*Text shown*
▽

Background: The study of learning in populations of subjects can provide insights into the changes that occur in the brain with aging, drug intervention, and psychiatric disease.
New method: We introduce a separable two-dimensional (2D) random field (RF) model for analyzing binary response data acquired during the learning of object-reward associations across multiple days. The method can quantify the variability of performance within a day and across days, and can capture abrupt changes in learning.
Results: We apply the method to data from young and aged macaque monkeys performing a reversal-learning task. The method provides an estimate of performance within a day for each age group, and a learning rate across days for each monkey. We find that, as a group, the older monkeys require more trials to learn the object discriminations than do the young monkeys, and that the cognitive flexibility of the younger group is higher. We also use the model estimates of performance as features for clustering the monkeys into two groups. The clustering results in two groups that, for the most part, coincide with those formed by the age groups. Simulation studies suggest that clustering captures inter-individual differences in performance levels.
Comparison with existing method(s): In comparison with generalized linear models, this method is better able to capture the inherent two-dimensional nature of the data and find between group differences.
Conclusions: Applied to binary response data from groups of individuals performing multi-day behavioral experiments, the model discriminates between-group differences and identifies subgroups.
Keywords: Aging; Bayesian inference; Behavior; Change-point test; EM algorithm; Gibbs sampling; Laplace prior; Learning; MAP estimation; Markov Chain Monte Carlo; Reversal learning task; Separable random field model.

△

*Questions on the material*
**1.** From the abstract, copy the passage that begins at the words "Keywords: Aging; Bayesian" and stops after the words "random field model.".
**2.** Answer these questions using the abstract.
(a) What kind of data is the new model made to analyze?
(b) What task were the young and aged macaque monkeys performing?
(c) What kind of models is the method compared with?

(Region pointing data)
▽

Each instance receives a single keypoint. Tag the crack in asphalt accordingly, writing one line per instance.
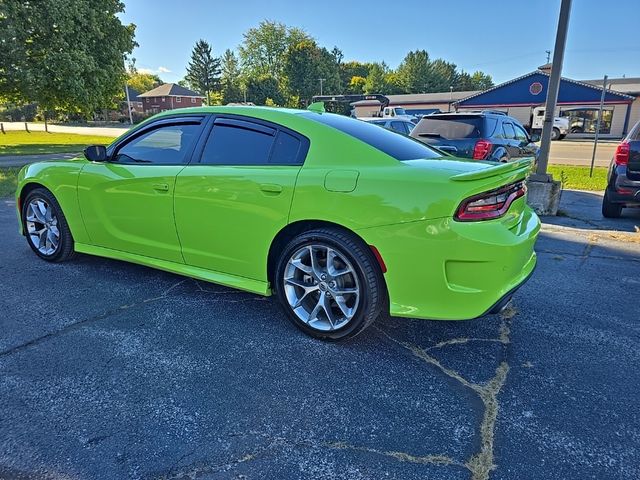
(481, 463)
(195, 470)
(108, 313)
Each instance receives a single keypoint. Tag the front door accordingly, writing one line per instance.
(127, 202)
(231, 204)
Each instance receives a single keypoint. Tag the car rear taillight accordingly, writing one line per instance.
(622, 154)
(481, 149)
(490, 205)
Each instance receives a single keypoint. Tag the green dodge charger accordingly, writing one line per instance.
(343, 220)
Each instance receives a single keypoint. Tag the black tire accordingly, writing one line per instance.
(64, 250)
(372, 290)
(609, 209)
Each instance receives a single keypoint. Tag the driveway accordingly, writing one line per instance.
(112, 370)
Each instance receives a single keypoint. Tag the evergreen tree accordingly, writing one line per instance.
(203, 72)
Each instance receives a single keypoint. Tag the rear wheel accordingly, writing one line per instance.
(329, 284)
(609, 209)
(45, 226)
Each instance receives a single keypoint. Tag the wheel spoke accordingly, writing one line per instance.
(344, 291)
(301, 266)
(326, 306)
(342, 304)
(40, 211)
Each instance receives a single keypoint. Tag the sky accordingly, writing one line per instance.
(505, 39)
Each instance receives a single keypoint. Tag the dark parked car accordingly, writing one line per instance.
(400, 126)
(623, 185)
(480, 136)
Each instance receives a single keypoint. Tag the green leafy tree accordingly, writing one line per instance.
(64, 55)
(376, 80)
(203, 71)
(305, 65)
(442, 76)
(351, 69)
(413, 72)
(231, 78)
(356, 85)
(264, 48)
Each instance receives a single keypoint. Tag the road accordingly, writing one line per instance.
(110, 370)
(564, 152)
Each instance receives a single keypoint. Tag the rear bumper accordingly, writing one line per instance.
(447, 270)
(621, 189)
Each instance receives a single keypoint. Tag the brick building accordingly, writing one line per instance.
(168, 97)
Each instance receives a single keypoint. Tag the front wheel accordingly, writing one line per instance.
(330, 284)
(45, 226)
(609, 209)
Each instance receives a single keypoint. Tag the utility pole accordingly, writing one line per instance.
(544, 192)
(126, 91)
(598, 123)
(553, 88)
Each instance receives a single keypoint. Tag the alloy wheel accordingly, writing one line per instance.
(321, 287)
(42, 226)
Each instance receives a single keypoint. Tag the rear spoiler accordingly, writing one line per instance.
(523, 166)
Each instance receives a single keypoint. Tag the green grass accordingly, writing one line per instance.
(8, 181)
(23, 143)
(577, 178)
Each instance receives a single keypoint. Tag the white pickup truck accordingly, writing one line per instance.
(560, 124)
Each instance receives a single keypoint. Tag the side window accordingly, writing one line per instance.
(508, 131)
(398, 127)
(286, 150)
(164, 145)
(521, 134)
(234, 142)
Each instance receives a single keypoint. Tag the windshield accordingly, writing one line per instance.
(399, 147)
(450, 128)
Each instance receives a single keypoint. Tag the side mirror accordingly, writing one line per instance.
(96, 153)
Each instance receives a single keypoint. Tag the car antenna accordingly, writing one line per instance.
(317, 107)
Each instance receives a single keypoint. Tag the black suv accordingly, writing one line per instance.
(481, 136)
(623, 185)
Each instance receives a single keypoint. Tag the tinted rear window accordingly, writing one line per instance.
(397, 146)
(450, 128)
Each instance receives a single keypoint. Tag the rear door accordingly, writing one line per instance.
(526, 148)
(231, 203)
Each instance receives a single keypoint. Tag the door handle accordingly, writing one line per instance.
(271, 187)
(161, 187)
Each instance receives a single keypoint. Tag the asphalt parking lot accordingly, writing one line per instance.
(112, 370)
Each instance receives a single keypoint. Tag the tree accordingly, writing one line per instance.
(64, 55)
(413, 72)
(376, 80)
(262, 87)
(230, 79)
(263, 49)
(305, 65)
(203, 71)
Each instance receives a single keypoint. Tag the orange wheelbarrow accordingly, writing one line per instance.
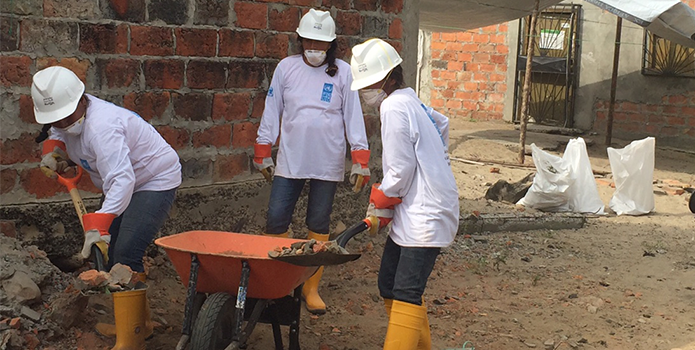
(231, 279)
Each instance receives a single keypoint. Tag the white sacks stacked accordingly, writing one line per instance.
(633, 171)
(564, 184)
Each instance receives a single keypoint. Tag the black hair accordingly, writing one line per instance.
(330, 56)
(397, 77)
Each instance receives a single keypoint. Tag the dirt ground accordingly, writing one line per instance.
(621, 282)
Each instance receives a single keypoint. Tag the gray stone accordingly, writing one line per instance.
(31, 314)
(21, 288)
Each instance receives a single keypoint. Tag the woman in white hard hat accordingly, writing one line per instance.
(137, 170)
(311, 107)
(418, 193)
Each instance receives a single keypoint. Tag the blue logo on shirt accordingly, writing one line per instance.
(327, 92)
(85, 165)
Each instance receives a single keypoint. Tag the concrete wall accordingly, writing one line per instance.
(198, 70)
(645, 105)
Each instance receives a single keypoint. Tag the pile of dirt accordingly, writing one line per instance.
(38, 302)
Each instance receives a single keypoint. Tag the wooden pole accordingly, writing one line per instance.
(526, 92)
(614, 81)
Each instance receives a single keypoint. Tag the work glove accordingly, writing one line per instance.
(54, 159)
(359, 176)
(380, 206)
(96, 231)
(263, 161)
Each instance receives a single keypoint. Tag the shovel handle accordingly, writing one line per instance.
(347, 235)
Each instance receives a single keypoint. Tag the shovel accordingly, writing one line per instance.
(326, 258)
(71, 185)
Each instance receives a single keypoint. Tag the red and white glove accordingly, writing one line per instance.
(54, 158)
(381, 207)
(359, 175)
(96, 231)
(263, 161)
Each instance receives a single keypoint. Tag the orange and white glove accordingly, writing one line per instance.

△

*Solutions*
**1.**
Keywords: Aging; Bayesian inference; Behavior; Change-point test; EM algorithm; Gibbs sampling; Laplace prior; Learning; MAP estimation; Markov Chain Monte Carlo; Reversal learning task; Separable random field model.

**2.**
(a) Binary response data acquired during the learning of object-reward associations across multiple days
(b) A reversal-learning task
(c) Generalized linear models